## YOUR OBJECTIVE
Your reply should be a faithful copy of the records below, free of pictures.

BEGIN DATA RECORDS

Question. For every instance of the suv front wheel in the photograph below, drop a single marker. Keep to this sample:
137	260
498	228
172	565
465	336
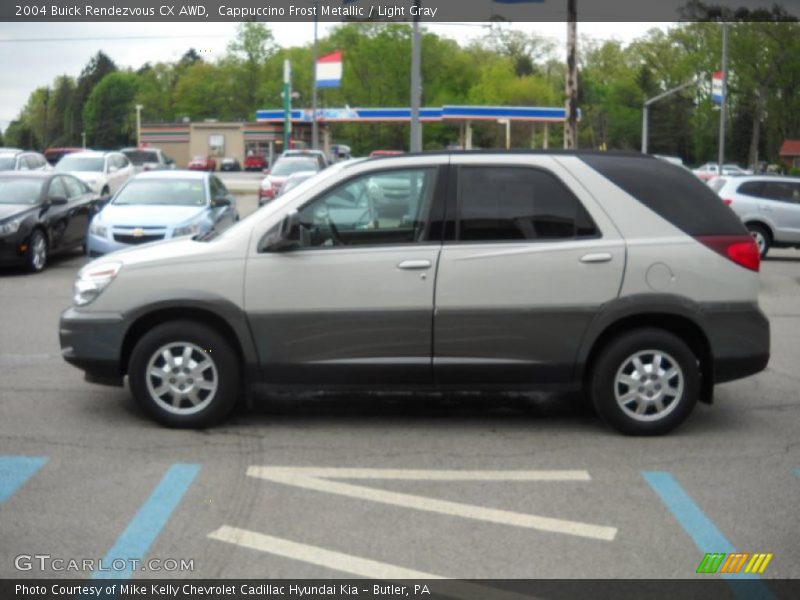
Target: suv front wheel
645	382
184	374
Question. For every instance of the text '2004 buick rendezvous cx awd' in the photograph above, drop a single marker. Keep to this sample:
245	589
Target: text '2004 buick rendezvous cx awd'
620	275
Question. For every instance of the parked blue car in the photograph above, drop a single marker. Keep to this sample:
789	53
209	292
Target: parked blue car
158	205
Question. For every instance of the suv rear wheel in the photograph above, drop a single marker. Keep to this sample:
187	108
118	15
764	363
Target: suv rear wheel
645	382
184	374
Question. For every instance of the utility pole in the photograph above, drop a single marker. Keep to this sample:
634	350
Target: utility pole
646	110
723	107
415	143
139	108
314	130
571	120
287	103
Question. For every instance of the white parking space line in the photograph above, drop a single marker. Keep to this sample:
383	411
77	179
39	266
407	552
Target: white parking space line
347	563
423	475
298	478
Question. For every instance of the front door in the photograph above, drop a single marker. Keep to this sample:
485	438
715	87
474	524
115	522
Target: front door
353	304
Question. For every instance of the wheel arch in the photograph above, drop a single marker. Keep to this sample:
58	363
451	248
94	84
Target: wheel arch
678	316
228	321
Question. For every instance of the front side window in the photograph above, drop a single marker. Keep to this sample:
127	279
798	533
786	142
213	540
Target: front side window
389	207
498	204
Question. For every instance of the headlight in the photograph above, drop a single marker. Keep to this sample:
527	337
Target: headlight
97	228
186	230
11	226
92	281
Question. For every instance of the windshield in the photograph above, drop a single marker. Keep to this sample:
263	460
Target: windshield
175	192
139	157
288	166
81	163
20	191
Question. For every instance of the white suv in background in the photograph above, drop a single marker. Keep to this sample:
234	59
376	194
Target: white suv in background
769	206
103	172
619	275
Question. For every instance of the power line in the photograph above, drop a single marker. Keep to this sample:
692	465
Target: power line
114	38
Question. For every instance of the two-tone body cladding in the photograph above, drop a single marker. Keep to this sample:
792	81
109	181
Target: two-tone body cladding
614	274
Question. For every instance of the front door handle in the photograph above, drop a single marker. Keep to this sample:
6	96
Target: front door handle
412	265
596	257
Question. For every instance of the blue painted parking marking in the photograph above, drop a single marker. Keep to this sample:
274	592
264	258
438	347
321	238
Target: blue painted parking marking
705	535
148	521
15	471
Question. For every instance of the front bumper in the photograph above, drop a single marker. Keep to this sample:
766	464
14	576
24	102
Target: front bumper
739	336
92	342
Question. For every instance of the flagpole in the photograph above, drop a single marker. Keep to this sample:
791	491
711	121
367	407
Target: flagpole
314	129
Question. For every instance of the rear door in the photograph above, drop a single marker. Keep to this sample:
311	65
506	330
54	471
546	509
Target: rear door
528	259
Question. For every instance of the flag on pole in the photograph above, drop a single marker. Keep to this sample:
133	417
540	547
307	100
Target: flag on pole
716	87
329	70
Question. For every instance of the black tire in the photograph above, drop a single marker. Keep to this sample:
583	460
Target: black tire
37	254
209	346
759	231
614	361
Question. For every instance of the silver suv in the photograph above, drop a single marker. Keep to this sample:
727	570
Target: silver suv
768	205
620	275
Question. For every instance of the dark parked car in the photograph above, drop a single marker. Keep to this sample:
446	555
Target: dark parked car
42	212
230	164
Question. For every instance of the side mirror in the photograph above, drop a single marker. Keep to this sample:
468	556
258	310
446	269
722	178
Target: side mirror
287	236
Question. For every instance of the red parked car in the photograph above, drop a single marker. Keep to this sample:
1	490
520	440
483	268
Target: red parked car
255	162
203	163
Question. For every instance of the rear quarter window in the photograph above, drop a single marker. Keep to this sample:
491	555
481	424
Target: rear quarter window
671	192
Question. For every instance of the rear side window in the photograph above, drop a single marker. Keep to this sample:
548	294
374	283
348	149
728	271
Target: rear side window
752	188
518	203
671	192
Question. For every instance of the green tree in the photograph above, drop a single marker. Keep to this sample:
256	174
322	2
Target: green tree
109	115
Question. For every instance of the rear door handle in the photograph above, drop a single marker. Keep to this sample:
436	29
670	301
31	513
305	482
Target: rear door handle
412	265
596	257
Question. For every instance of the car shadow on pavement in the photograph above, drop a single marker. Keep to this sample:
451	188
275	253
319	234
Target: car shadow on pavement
459	407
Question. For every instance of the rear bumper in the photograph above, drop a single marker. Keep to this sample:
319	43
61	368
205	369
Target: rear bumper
739	336
92	342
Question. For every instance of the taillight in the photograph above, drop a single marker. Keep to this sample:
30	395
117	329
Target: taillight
741	249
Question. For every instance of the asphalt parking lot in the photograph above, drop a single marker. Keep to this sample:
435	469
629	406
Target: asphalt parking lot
392	486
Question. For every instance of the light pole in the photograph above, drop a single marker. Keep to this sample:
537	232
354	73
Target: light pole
646	110
415	143
314	126
287	103
723	105
507	123
139	108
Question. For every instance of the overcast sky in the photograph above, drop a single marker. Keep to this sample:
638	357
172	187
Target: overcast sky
53	49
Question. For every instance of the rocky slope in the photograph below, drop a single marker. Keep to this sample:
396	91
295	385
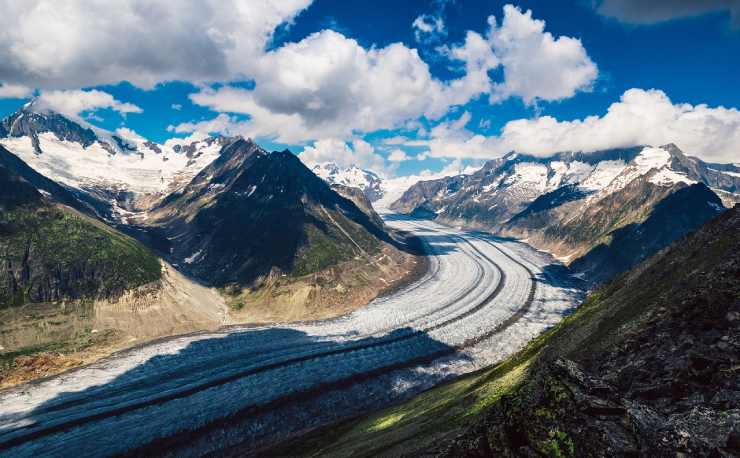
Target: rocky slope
354	177
250	214
73	289
575	205
52	253
646	366
124	173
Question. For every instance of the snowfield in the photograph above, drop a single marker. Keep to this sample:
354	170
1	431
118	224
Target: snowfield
482	299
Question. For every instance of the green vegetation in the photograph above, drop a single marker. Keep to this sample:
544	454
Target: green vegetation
319	252
535	399
56	253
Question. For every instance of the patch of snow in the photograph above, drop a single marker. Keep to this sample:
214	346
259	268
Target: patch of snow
603	174
193	257
719	208
143	171
667	177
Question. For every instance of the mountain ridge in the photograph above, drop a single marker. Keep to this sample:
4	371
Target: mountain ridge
571	203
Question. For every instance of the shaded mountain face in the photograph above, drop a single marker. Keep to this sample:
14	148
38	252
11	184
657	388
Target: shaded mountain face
50	252
354	177
127	173
575	205
645	367
251	213
678	214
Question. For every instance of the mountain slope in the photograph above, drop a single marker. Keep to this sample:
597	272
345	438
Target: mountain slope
354	177
250	213
73	289
647	366
52	253
575	205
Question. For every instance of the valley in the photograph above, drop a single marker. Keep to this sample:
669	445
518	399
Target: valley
481	300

END DATA RECORDS

## OUTPUT FOR THIS TASK
Question. For every instance of the suv front wheel in the photograph below, drop a single marker. Keep to this sample:
137	260
498	228
172	565
465	336
Target: suv front wheel
645	382
184	374
Question. For every instance of the text '2004 buick rendezvous cx awd' in the photograph above, drop a single marker. Keep to this sample:
245	589
Target: text '2004 buick rendezvous cx awd'
620	275
Question. For every instance of the parked blue car in the photograph above, drop a single marker. Keep to this sample:
789	53
209	292
Target: parked blue car
158	205
Question. For every instance of the suv rear wheel in the photograph above, drop a single marker. Keep to this sample:
187	108
118	15
764	363
Target: suv rear wheel
645	382
184	374
Question. For every instance of the utility pole in the photograph above, drop a single marker. Keep to this sample:
634	350
Target: utility pole
646	110
723	107
415	143
139	108
314	130
571	120
287	103
Question. For every instance of the white parking space line in the photograph above, drop a single marker. Keep to this sample:
383	411
77	179
39	266
407	552
Target: white parking space line
347	563
423	475
298	478
Question. For every instance of the front door in the photograph above, drop a single marker. Keep to this sample:
485	438
715	87
474	524
115	522
Target: front door
353	304
Question. For every instance of the wheel arch in the photograph above, drop a single marker. Keep to this sample:
58	363
451	248
94	84
Target: wheel arch
678	316
228	321
Question. For every instance of the front side window in the photograph above, drop a single marker. Keep to this sample:
127	279
798	533
786	142
213	540
Target: front side window
389	207
498	204
Question. For every instance of the headlight in the photograph above, drop a single marker. Keep to this sample:
527	337
Target: headlight
97	228
186	230
11	226
92	281
Question. For every instance of the windshield in the photograph above, drop a single marker. Keep to this sample:
263	460
Target: windshield
175	192
139	157
288	166
81	163
20	191
Question. For every instance of the white suv in background in the photograph above, drop a single marker. Keep to this sample:
234	59
376	194
Target: white suv in background
769	206
103	172
619	275
Question. For every instance of the power line in the photograph above, drop a single marker. Keep to this sample:
692	465
Target: power line
114	38
Question. For every instance of the two-tone body cladding in the photograph above, drop a single marker. Keep to this sample:
792	81
109	181
Target: two-tone body cladding
614	274
Question. For every instance of the front door handle in the photograph above, drop a single marker. Keep to this sample:
6	96
Target: front door handle
412	265
596	257
Question. For every instance of the blue painted parking marking in the photograph above, drop a single marker. Keep to this sample:
274	592
264	258
438	347
321	238
Target: blue painted parking marking
705	535
148	521
15	471
Question. For every instance of the front bumper in the photograph above, drop a single marker. Keep to this sample:
766	464
14	576
24	102
Target: front bumper
739	336
92	342
Question. For every instance of the flagpole in the photograph above, drop a single marker. Keep to this sample:
791	491
711	121
367	407
Target: flagpole
314	129
Question. For every instance of the rear door in the photograph above, drop a single marker. Keep to this sample:
311	65
506	330
54	471
546	509
Target: rear door
528	259
Question. For every instance of the flag on pole in the photograph above, drop a single marker. Keep to this sample:
133	417
540	547
307	100
Target: flag on pole
716	87
329	70
Question. For every instance of the black tire in the photograph above, drop a single marker. Keep to this sample:
583	460
Target: black tire
37	254
209	346
759	231
614	361
Question. For every instance of the silver suv in the photograph above, drop a single marker. Keep to this sample:
727	570
Target: silver suv
768	205
620	275
Question. For every instance of the dark parked car in the photograph above, drop a single marker. Keep to this sample:
446	555
Target: dark parked car
42	212
230	164
Question. For every instance of the side mirror in the photograph above, drop a single marker. Keep to this sample:
468	556
258	310
446	269
722	178
Target: side mirror
287	236
Question. For every instance of the red parked car in the photograph above, drop a single marker. Keep to this sample:
1	490
520	440
483	268
Target: red parked car
255	162
203	163
Question. For every instance of the rear quarter window in the photograph above, drop a single marker. Keep to this sample:
491	555
481	424
Target: rear quarter window
671	192
Question. For every instance of the rear side window in the photograph above, drop a single marker. Keep to this sample:
548	294
374	283
348	149
728	271
Target: rear side window
752	188
518	203
671	192
Question. For every instance of the green tree in the photograph above, drop a single marker. Keep to this sample:
256	174
322	2
Target: green tree
109	115
Question. For every instance of the rear door handle in the photograph above, drop a single marker. Keep to this sample:
436	29
670	301
31	513
305	482
Target: rear door handle
412	265
596	257
Question. For every instance of the car shadow on pavement in the photograph above, drop a single marker. Keep to this sample:
451	188
275	253
319	234
Target: car shadow on pavement
459	407
Question. For every instance of the rear bumper in the photograph above, drop a single marker. Keep to this sample:
319	43
61	368
205	369
Target: rear bumper
739	336
92	342
Question. For every instance of the taillight in the photograph above, drop a single marker. Keep to this sample:
30	395
117	329
Target: taillight
741	249
Question. For every instance of the asphalt parking lot in the photograph above, drop a single marker. Keep to this sample:
435	469
629	406
Target: asphalt parking lot
392	486
Question. For every instance of the light pole in the photograph above, drop a single marker. Keep to this sample:
537	232
354	73
Target: light pole
646	110
415	143
314	126
287	103
723	105
507	123
139	108
Question. For every instance of the overcast sky in the photograph above, drop a single marker. Keep to this sample:
638	357
172	187
Target: overcast sky
53	49
Question. For every instance of the rocky slope in the photograph below, drop a single marker. Keep to this sample:
396	91
295	385
Target: rocky slope
354	177
250	214
73	289
575	205
52	253
646	366
124	173
Question. For every instance of the snowfield in the photograph above, drop a single marker. Keep to this sample:
354	170
1	431
118	224
Target: snowfield
482	299
Question. For every instance of the green vegetation in the photograph above, drop a single marker. Keep to this sample:
544	454
Target: green vegetation
319	252
535	399
56	253
Question. For every instance of the patch of snow in the photograph above, drop a single marker. Keep to this sample:
214	346
259	268
Target: patch of snow
603	174
193	257
719	208
143	171
667	177
Question. For every instance of the mountain ridge in the photograph above, drop a single marker. Keep to this sample:
4	371
Target: mountain ridge
571	203
Question. For every instance of the shaded mountain face in the photograph above, drop a single marker. Keep to this sample:
14	148
38	252
11	184
657	388
Target: shaded mountain face
50	252
354	177
127	173
575	205
645	367
251	213
678	214
Question. For every instance of the mountain slope in the photograph above, drop a single marker. Keep to this sample:
597	272
345	438
Target: mountain slope
354	177
250	213
73	289
647	366
52	253
575	205
Question. For every instance of the valley in the photograph above, drop a single marker. Keep to this sample:
669	445
518	399
Target: valley
481	300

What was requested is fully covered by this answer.